Disaggregating chips into specialized processors, memories, and architectures is becoming necessary for continued improvements in performance and power, but it’s also contributing to unusual and often unpredictable errors in hardware that are extremely difficult to find.
The sources of those errors can include anything from timing errors in a particular sequence, to gaps in bonds between chips in a package. And they can change over time as circuits in different chips or chiplets age at varying rates, and as various types of stress turn latent defects turn into real defects. As a result, computations may produce wrong results sometimes — but not every time. That will not be noticeable if one result in an internet search is wrong or if there is a slight glitch in a streaming video, but it takes on a whole different level of importance when it involves financial transactions, automotive safety, or military drone guidance systems.
These types of problems are not entirely new. Technical papers on the subject began appearing in the early 2000s, discussing unexpected behaviors and occasional faults in chips. However, they now have reached a tipping point where the problems are significant enough, and numerous enough, to warrant attention. But what to do about them isn’t always clear, for a number of reasons. Among them:
- There are many more components packed densely onto chips and into packages, some with thinner metal layers and dielectrics, and many more interconnects. That makes it difficult to predict where process variation, latent and real defects, and even quantum effects will cause problems, or in what sequence.
- Advanced-node chips are being used in systems with higher utilization rates than in the past, particularly in data centers and AI applications. That increases the mechanical and electrical stresses on those devices, which can impact signal quality and affect timing. Alongside of that, some of these systems are being designed for longer lifecycles, requiring regular software updates that may cause some hardware components to behave differently over time.
- Designs are becoming more heterogeneous and more customized, increasing the number of possible interactions that are unique to a particular device. In addition, these devices increasingly are using components developed at different process nodes, sometimes manufactured by different foundries, not all of which are characterized equally — or in the context for how they will be used.
All of this adds complexity, making it far more difficult, time-consuming, and expensive to document all the corner cases.
“There are questions about whether these things we’re observing now are because we have a combination of bigger chips and better instrumentation, or whether this is some new thing,” said Rob Aitken, a Synopsys fellow. “In either case, is this something that can be identified at manufacturing time, or will the act of identifying it affect economic yield? I was on a panel recently with someone from IBM, and he said that’s why mainframes are so expensive. They’re designed to look for every single possible problem.”

* [ENTRIES SHOWN]:
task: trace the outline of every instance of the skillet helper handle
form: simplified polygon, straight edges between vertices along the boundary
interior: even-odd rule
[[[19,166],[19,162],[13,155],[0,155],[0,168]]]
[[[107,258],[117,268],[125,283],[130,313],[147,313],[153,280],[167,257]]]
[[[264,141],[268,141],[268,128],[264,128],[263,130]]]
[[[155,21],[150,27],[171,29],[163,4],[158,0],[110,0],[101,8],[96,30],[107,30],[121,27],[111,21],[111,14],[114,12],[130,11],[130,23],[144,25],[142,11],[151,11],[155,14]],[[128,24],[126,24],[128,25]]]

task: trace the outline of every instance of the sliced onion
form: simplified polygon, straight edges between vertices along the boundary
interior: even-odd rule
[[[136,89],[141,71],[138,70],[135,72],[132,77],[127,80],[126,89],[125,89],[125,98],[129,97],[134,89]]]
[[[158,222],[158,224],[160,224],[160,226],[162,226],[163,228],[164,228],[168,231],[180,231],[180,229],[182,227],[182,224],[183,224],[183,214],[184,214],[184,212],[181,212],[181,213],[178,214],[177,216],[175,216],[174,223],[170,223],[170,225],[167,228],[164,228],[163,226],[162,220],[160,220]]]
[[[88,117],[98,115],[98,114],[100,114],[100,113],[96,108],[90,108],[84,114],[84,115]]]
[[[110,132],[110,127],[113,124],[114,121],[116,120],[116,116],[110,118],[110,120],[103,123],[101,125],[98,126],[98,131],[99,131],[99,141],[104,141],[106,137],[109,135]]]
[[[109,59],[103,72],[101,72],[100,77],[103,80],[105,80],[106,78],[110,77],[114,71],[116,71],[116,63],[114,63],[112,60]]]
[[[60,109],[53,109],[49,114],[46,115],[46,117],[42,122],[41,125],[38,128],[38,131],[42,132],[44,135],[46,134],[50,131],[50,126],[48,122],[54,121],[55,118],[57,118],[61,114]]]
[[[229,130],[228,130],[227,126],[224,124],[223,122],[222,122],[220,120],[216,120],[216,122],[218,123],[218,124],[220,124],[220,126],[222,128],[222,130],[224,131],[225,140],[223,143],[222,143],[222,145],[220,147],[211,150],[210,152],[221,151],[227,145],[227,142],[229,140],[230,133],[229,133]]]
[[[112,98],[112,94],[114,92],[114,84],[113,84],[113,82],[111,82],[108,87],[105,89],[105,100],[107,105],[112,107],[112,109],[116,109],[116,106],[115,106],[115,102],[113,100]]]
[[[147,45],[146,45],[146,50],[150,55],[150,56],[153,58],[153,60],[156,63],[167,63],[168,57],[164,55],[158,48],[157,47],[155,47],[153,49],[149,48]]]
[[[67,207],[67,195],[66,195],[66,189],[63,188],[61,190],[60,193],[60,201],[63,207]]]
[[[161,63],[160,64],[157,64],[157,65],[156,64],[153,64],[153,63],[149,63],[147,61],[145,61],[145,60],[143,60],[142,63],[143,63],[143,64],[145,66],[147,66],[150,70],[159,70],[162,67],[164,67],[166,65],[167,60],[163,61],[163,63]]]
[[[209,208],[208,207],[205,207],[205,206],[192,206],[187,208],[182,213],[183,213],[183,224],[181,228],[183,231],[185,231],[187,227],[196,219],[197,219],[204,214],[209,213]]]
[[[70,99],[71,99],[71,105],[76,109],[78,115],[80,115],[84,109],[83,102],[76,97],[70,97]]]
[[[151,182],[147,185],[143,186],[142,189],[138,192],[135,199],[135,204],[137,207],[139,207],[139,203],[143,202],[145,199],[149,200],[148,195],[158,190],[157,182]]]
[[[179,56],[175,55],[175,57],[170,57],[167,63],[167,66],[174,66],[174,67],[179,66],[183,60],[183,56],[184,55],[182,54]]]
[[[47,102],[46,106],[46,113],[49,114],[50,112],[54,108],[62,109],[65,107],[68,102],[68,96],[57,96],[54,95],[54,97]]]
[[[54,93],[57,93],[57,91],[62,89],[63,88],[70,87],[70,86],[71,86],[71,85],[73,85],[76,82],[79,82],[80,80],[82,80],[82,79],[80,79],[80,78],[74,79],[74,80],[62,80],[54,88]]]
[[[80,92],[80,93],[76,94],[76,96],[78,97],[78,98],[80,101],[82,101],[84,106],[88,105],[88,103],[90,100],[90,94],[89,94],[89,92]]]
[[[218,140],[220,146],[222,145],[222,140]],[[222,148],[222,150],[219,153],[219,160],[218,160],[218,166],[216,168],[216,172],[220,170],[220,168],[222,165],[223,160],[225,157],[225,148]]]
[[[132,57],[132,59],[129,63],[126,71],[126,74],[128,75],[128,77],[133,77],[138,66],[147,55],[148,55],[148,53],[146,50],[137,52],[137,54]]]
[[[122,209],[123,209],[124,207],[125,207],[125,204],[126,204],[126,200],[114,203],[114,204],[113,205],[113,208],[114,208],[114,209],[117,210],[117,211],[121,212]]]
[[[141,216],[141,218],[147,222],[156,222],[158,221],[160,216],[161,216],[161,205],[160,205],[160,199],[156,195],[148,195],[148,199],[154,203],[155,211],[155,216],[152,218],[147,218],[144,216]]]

* [WHAT TO WORK ON]:
a. In the article on hardware errors in disaggregated chips, when did technical papers on the subject begin to appear?
b. Rewrite the paragraph in the article on hardware errors in disaggregated chips that begins "Advanced-node chips are being used" in a shorter form, keeping its main facts.
c. Carry on the article about hardware errors in disaggregated chips, picking up after its last sentence.
The records are separate material and are not part of the article on hardware errors in disaggregated chips.

* [RESULTS IN ORDER]:
a. They began appearing in the early 2000s.

b. Advanced-node chips now run at higher utilization rates than before, especially in data centers and AI applications. This adds mechanical and electrical stress that can affect signal quality and timing. Some of these systems are also built for longer lifecycles, and the regular software updates they need may make some hardware components behave differently over time.

c.
The open question is whether that will become a requirement for safety-critical and mission-critical hardware. And if so, what is the best way to address it. If everything has to be perfect, that will have an impact on yield and cost. But if some of this can be dealt with by designing resiliency into systems, it could help keep costs under control. There are efforts underway in both directions.
Perfection vs. resilience
The University of Iowa, Baidu Security, and Argonne National Laboratory teamed up to create MinpSID (multi-input-hardened selective instruction duplication), which identifies “elusive error propagation across multiple inputs.” In a newly released technical paper, the researchers claim to have found a way to improve reliability and identify “incubative instructions” that cause these errors.
Fig. 1: Incubative instructions example. Source: Argonne National Laboratory/University of Iowa/Baidu Security
That’s one piece of this puzzle. But so far, there is no single repeatable solution, and it’s not obvious there ever will be. In fact, solutions may be design-specific, and sometimes even counter-intuitive.
“We saw one case in which people were building circuitry where, under certain circumstances, you could do a statistical analysis across different combinations of computation and sometimes get this error,” said Barry Pangrle, power architect at Movellus. “What they were doing was pushing down the voltage. They knew it wasn’t going to meet timing all the time, and what it would come up with were essentially were false positives. They used that as a filter to find the good results, and took that smaller set and ran it on a really robust system. The problem now is everything is getting more complex. As circuits get older, they tend to slow down. So now, from a wellness standpoint, we need to look at aging technology, monitor things, have delay loops and stuff like that, to see if it’s drifting over time.”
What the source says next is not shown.